- [Aim]
Return the lines of the listing verbatim, beginning with the line containing "Put a point on every instance of the brick" and running through the line containing "[(1115, 267)]".

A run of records
__________________________________________________
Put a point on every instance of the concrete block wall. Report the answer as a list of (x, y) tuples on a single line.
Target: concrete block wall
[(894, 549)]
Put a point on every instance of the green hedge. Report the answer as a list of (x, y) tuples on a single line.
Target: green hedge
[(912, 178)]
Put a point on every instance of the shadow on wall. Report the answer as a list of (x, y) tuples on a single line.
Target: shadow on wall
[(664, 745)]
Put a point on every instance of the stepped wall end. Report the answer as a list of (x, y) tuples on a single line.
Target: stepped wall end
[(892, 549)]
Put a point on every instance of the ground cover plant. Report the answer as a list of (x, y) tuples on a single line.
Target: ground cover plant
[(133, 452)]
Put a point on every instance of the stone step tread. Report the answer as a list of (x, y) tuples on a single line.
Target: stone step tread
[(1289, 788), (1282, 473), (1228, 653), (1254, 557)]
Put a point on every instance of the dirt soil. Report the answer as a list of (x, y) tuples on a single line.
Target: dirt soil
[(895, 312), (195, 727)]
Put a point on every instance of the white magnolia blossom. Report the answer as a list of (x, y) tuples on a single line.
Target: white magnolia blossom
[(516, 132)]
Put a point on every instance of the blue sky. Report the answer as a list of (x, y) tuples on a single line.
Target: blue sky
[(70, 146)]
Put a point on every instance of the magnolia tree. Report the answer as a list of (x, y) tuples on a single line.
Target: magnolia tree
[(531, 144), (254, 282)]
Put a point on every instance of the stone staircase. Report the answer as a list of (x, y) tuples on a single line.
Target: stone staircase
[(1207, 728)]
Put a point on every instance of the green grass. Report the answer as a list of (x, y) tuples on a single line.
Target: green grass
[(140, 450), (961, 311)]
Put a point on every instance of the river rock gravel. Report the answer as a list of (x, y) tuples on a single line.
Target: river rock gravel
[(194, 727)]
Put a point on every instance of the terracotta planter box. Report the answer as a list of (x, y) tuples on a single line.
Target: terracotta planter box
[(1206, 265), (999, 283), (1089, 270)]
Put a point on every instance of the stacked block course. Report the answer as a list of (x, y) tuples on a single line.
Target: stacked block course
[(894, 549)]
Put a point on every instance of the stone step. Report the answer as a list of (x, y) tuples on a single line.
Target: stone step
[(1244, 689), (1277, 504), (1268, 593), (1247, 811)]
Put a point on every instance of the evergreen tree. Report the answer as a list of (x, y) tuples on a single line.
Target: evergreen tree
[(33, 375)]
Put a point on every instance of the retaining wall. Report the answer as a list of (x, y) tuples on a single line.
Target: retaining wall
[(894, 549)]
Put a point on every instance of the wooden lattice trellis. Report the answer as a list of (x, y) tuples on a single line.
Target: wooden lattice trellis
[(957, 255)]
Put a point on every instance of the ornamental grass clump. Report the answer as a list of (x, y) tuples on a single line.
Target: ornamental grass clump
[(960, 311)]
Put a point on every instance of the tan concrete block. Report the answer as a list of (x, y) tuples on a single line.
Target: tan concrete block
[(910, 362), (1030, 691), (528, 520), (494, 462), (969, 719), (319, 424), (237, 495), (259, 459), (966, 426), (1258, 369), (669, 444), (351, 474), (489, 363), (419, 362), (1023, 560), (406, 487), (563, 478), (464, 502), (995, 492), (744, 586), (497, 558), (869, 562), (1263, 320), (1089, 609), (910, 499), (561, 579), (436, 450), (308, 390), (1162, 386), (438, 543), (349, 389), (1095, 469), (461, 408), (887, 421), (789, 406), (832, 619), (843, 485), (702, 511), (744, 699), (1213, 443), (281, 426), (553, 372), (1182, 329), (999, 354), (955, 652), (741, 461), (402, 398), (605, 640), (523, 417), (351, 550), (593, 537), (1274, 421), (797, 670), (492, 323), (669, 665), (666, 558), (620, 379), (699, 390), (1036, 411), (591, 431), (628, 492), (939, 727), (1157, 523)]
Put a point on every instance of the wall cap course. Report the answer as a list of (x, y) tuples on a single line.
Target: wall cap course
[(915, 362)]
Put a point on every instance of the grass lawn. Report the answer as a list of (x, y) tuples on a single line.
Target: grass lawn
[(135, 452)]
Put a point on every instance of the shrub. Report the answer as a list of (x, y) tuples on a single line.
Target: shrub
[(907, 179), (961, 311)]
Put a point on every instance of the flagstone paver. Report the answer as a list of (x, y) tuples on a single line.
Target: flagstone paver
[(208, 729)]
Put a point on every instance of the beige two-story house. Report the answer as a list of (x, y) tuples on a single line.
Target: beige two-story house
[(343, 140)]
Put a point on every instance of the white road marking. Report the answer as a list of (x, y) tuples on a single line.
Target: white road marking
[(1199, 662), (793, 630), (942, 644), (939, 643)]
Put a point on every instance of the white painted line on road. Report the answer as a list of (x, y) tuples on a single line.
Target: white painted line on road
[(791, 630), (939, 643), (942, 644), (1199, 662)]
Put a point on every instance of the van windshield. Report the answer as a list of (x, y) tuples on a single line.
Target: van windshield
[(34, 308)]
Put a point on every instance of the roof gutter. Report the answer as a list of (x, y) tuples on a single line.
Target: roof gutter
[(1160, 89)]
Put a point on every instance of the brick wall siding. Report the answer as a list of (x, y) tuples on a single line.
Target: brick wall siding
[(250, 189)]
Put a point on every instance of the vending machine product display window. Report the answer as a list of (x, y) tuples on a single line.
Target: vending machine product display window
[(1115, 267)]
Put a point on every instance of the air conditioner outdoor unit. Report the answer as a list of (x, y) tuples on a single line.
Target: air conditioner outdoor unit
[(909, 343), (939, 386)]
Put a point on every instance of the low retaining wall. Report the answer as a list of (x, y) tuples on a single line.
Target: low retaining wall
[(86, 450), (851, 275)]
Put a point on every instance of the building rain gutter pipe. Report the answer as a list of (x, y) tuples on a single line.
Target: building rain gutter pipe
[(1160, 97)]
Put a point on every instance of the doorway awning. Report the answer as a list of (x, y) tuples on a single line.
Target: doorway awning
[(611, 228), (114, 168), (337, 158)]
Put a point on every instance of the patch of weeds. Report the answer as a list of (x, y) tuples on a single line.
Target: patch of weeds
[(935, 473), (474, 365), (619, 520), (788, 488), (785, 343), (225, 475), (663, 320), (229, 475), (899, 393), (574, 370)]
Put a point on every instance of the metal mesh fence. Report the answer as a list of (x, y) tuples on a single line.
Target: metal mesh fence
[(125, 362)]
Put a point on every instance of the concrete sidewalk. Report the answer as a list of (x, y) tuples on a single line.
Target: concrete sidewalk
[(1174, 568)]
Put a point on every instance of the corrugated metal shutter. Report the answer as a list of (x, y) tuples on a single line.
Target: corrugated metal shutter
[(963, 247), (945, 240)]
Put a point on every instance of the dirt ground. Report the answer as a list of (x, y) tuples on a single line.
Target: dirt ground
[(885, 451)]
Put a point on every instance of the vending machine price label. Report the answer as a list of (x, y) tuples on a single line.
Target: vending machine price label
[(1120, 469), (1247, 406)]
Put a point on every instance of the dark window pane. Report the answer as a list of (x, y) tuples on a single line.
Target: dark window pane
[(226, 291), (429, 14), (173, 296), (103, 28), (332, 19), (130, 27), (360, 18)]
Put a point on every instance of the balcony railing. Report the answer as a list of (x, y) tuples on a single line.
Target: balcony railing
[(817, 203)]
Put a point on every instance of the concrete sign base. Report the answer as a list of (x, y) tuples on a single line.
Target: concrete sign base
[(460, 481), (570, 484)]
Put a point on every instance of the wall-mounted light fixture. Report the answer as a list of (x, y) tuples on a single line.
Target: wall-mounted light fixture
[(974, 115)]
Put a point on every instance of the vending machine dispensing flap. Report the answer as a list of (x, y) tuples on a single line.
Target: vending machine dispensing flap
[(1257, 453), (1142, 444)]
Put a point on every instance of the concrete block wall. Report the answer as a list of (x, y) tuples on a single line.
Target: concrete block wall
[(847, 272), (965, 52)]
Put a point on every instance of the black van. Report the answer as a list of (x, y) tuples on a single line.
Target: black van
__________________________________________________
- [Worked answer]
Put a point on every instance of the brick wall siding. Report the answer as a list of (x, y) tuples on a single line.
Target: brick wall siding
[(250, 189)]
Put a point on every instance of the vending machine product display window. Report the answer as a list of (x, y) tuples on a single line.
Target: vending machine product display window
[(1115, 267)]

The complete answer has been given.